Exercise description> Reproduce every item below verbatim, preserving each line unchanged.

Input data>
** BEGIN **
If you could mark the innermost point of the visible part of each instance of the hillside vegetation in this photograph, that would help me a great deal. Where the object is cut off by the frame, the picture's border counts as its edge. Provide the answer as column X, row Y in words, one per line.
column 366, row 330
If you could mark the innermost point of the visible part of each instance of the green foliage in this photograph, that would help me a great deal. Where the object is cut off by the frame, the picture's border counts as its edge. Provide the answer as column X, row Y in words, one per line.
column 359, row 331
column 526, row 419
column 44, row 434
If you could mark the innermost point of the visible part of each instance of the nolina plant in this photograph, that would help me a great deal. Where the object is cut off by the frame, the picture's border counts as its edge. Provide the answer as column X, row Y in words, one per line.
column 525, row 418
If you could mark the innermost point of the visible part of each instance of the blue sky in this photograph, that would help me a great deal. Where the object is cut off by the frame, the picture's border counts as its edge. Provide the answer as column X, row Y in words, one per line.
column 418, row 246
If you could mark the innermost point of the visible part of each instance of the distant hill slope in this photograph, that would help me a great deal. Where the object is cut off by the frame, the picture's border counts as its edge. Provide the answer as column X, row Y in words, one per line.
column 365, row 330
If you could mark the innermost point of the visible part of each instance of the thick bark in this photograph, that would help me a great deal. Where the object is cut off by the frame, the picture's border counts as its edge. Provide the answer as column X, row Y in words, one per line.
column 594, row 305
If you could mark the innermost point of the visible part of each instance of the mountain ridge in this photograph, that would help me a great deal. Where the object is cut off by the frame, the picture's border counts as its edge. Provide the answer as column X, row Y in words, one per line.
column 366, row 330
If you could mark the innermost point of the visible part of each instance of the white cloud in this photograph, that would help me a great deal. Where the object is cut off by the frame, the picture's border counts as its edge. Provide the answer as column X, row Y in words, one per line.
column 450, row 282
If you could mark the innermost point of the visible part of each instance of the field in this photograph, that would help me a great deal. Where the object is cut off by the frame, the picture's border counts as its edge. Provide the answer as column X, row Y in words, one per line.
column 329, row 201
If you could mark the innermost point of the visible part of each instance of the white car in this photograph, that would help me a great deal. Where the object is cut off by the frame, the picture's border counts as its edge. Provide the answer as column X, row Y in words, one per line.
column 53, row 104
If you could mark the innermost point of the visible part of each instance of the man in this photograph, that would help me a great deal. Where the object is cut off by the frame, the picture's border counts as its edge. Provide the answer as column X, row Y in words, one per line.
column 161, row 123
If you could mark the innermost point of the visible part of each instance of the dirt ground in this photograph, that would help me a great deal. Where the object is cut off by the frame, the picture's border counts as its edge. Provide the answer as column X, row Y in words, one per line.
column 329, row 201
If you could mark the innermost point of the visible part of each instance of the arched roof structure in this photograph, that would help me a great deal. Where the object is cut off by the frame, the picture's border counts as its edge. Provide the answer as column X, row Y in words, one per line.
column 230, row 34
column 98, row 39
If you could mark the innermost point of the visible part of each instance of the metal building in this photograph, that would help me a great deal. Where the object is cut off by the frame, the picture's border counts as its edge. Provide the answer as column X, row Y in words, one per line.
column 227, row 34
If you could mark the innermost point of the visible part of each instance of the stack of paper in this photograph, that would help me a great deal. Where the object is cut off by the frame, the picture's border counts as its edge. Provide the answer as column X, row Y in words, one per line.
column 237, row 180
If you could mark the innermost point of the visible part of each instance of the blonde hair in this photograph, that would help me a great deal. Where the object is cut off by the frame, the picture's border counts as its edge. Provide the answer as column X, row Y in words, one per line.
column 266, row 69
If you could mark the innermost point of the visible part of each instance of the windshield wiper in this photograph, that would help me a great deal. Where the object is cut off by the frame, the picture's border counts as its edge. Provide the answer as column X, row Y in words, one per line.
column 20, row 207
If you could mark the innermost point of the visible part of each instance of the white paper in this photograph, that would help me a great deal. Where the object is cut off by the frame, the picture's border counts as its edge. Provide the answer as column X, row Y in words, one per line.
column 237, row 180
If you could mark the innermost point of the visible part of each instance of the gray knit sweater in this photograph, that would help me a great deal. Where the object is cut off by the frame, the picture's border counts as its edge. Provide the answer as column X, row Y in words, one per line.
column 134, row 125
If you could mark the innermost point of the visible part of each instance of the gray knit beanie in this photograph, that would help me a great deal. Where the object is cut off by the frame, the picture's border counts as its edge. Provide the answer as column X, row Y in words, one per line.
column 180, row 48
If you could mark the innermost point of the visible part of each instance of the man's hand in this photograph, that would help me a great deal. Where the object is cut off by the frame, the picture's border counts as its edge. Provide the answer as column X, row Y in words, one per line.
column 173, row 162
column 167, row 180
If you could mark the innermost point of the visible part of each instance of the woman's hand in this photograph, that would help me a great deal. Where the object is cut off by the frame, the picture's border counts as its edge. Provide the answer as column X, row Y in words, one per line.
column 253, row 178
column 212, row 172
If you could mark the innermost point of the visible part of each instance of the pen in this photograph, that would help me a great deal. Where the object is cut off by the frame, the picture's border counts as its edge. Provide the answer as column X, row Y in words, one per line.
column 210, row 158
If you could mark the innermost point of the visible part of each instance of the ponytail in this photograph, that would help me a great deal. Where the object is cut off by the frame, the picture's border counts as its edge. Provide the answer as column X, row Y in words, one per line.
** END **
Correct response>
If you could mark the innermost point of the visible part of each instance of the hillside vegetation in this photograph, that would help me a great deal. Where the object is cut off by the frame, the picture's border counts as its edge. Provide the answer as column X, row Y in words, one per line.
column 366, row 330
If you could mark the innermost point of the visible part of each instance of the green foliage in this photograph, that would help me a great deal. Where the object is cut off by the frame, the picture's border counts as its edge. Provide the answer as column X, row Y in words, one per line.
column 359, row 331
column 526, row 419
column 44, row 434
If you could mark the innermost point of the visible part of each instance of the nolina plant in this photograph, that would help me a great deal. Where the object is cut off by the frame, the picture's border counts as its edge. Provide the answer as column X, row Y in words, one per line.
column 525, row 418
If you could mark the innermost point of the visible part of each instance of the blue sky in this photograph, that would help me a great deal. Where the object is cut off by the frame, the picture's border counts as its edge. Provide the answer as column X, row Y in words, one per line.
column 418, row 246
If you could mark the innermost point of the visible part of each instance of the distant hill slope in this photograph, that would help me a great deal. Where the object is cut off by the frame, the picture's border counts as its edge. Provide the answer as column X, row Y in words, one per line.
column 365, row 330
If you could mark the innermost point of the visible part of each instance of the thick bark in this photograph, that would help me a great deal. Where the object is cut off by the frame, the picture's border counts as its edge. Provide the answer as column X, row Y in words, one per line.
column 594, row 305
If you could mark the innermost point of the visible part of each instance of the mountain ridge in this photograph, that would help me a great deal. Where the object is cut off by the frame, the picture's border counts as its edge. Provide the answer as column X, row Y in words, one per line.
column 366, row 330
If you could mark the innermost point of the visible part of each instance of the white cloud in this photograph, that would help me a great deal. Where the object is cut off by the frame, the picture's border counts as its edge. Provide the answer as column X, row Y in words, one per line.
column 450, row 282
If you could mark the innermost point of the visible part of each instance of the field in this photograph, that would help me a great deal. Where the object is cut off by the frame, the picture's border counts as its edge. Provide the answer as column X, row Y in words, one per line.
column 329, row 201
If you could mark the innermost point of the visible part of each instance of the white car in this photograph, that would help me a great deal. Where the object is cut off by the frame, the picture's border counts as its edge. Provide the answer as column X, row Y in words, one per line.
column 53, row 104
If you could mark the innermost point of the visible part of each instance of the man in this photograph, that would help me a great deal. Where the object is cut off by the frame, the picture's border counts as its edge. Provide the answer as column X, row Y in words, one per line.
column 161, row 123
If you could mark the innermost point of the visible part of each instance of the dirt ground in this photograph, that would help me a great deal. Where the object is cut off by the frame, the picture's border counts as its edge. Provide the answer as column X, row Y in words, one per line.
column 329, row 201
If you could mark the innermost point of the visible part of each instance of the arched roof structure in this photograph, that would help me a great deal. Where the object is cut off by the frame, the picture's border counts as its edge. Provide the answer as column X, row Y in words, one per line.
column 230, row 34
column 98, row 39
If you could mark the innermost point of the visible part of each instance of the metal building in this photograph, that would help me a great deal. Where the object is cut off by the frame, the picture's border counts as its edge. Provide the answer as column X, row Y in words, one per line.
column 227, row 34
If you could mark the innermost point of the visible part of each instance of the stack of paper in this photograph, that would help me a great deal. Where the object is cut off by the frame, the picture's border counts as its edge. Provide the answer as column X, row Y in words, one per line.
column 237, row 180
If you could mark the innermost point of the visible part of each instance of the blonde hair in this photograph, that would help me a great deal. Where the object is cut off by the frame, the picture's border counts as its edge. Provide the answer as column X, row Y in words, one per line.
column 266, row 69
If you could mark the innermost point of the visible part of each instance of the windshield wiper in this photograph, that would help me a great deal. Where the object is cut off by the frame, the picture's border counts as its edge. Provide the answer as column X, row Y in words, one per line.
column 20, row 207
If you could mark the innermost point of the visible part of each instance of the white paper in this photograph, that would help me a great deal. Where the object is cut off by the frame, the picture's border counts as its edge. Provide the answer as column X, row Y in words, one per line.
column 237, row 180
If you could mark the innermost point of the visible part of each instance of the gray knit sweater in this photograph, that would help me a great deal. Where the object is cut off by the frame, the picture's border counts as its edge. Provide the answer as column X, row Y in words, one per line.
column 134, row 125
If you could mark the innermost point of the visible part of each instance of the gray knit beanie in this photograph, that would help me a great deal. Where the object is cut off by the frame, the picture's border counts as its edge. Provide the answer as column X, row Y in words, one per line.
column 180, row 48
If you could mark the innermost point of the visible part of each instance of the man's hand in this photograph, that would help me a great deal. Where the object is cut off by the frame, the picture's border counts as its edge. Provide the answer as column X, row Y in words, one per line.
column 173, row 162
column 167, row 180
If you could mark the innermost point of the visible part of each instance of the woman's hand in this photograph, that would help me a great deal. Where the object is cut off by the frame, the picture's border counts as its edge. Provide the answer as column X, row Y in words, one per line.
column 253, row 178
column 212, row 172
If you could mark the innermost point of the visible part of each instance of the pen in this photograph, that would help me a great deal. Where the object is cut off by the frame, the picture's border counts as its edge. Provide the answer as column X, row Y in words, one per line.
column 210, row 158
If you could mark the innermost point of the visible part of each instance of the ponytail in this photograph, that would help me a great deal. Where the object is cut off by the frame, the picture's border counts as its edge. Provide the answer as column X, row Y in words, one per line.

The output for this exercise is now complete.